:: Excerto para leitura ::
______________________________

De todo o modo, cumpre salientar que nada impede que se dê prevalência a uma determinada prova (in casu às declarações da testemunha M.....) em detrimento de outra (in casu às declarações do recorrido), à qual não se reconheça suporte de credibilidade.

Com efeito, e como se sumariou no Ac. da Relação de Guimarães de 25.9.2017, proc. n.º 70/16.0 GBBCLG1, “(…) em que vigora o princípio da livre apreciação da prova, nada impede o Tribunal de fundamentar a decisão sobre a matéria de facto exclusivamente nas declarações da assistente, opostas às do arguido, desde que tal se encontre clara e devidamente justificado na motivação, com a exteriorização das razões pelas quais aquelas lhe mereceram maior credibilidade” (sublinhados nossos).

Ora, in casu verifica-se que a testemunha M..... imputa ao ora recorrido, de forma peremptória e consistente (das suas declarações resulta de forma clara que não se tratou de qualquer brincadeira), a prática de factos bastantes graves, pelo que, sendo o mesmo amigo do recorrido - amizade que foi afirmada também pelo próprio recorrido nas declarações que prestou no âmbito disciplinar [cfr. fls. 65, do processo disciplinar n.º 53 (2012/2013); no artigo 11º, da defesa apresentada à nota de culpa, o recorrido qualifica a relação que mantém com M..... como “relação de forte amizade” (cfr. fls. 46, do processo disciplinar n.º 53 (2012/2013))] -, ter-se-á que concluir que tais declarações correspondem à verdade, isto é, são totalmente credíveis, pois não é normal, de acordo com as regras da experiência, que alguém impute a outrem de quem é amigo a prática de factos bastantes graves (pois puníveis criminal e disciplinarmente) se os mesmos não forem verdadeiros.

Esta conclusão implica que se considere que o ora recorrido, nas declarações que prestou no âmbito disciplinar - ao negar a prática dos factos que lhe são imputados pela testemunha M..... -, faltou à verdade, o que não é motivo de espanto, pois as declarações do recorrido não podem ser consideradas isentas, imparciais, desinteressadas e objectivas, já que o mesmo tem um particular interesse em ver vingar a sua versão dos factos.

Conclui-se, assim, que existe prova suficiente e convincente de que o recorrido praticou os factos que lhe são imputados sob os n.ºs 6) a 10) no acórdão de 5.5.2017 do Conselho de Disciplina da FPF.

Além disso, não ocorre a violação do princípio in dubio pro reo - que constitui princípio relativo à prova, sendo o correlato processual do princípio da presunção de inocência do arguido -, pois inexiste qualquer dúvida razoável quanto à prática pelo recorrido de tais factos que lhe são imputados no acórdão de 5.5.2017 do Conselho de Disciplina da FPF, ou seja, tal princípio não se aplica quando a actividade probatória não deixa dúvida na posição a tomar na decisão sobre a matéria de facto.

______________________________

:: Material fornecido ::
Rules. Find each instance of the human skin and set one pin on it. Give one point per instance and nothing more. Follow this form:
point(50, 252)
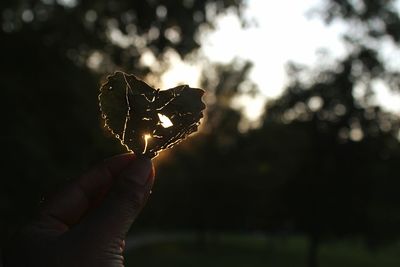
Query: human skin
point(85, 224)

______________________________

:: Instruções da tarefa ::
Segundo o excerto, como é que o recorrido qualifica, no artigo 11º da defesa apresentada à nota de culpa, a relação que mantém com M.....? Responda, por favor, numa só frase.

:: Resultado do exercício ::
O recorrido qualifica essa relação como uma "relação de forte amizade".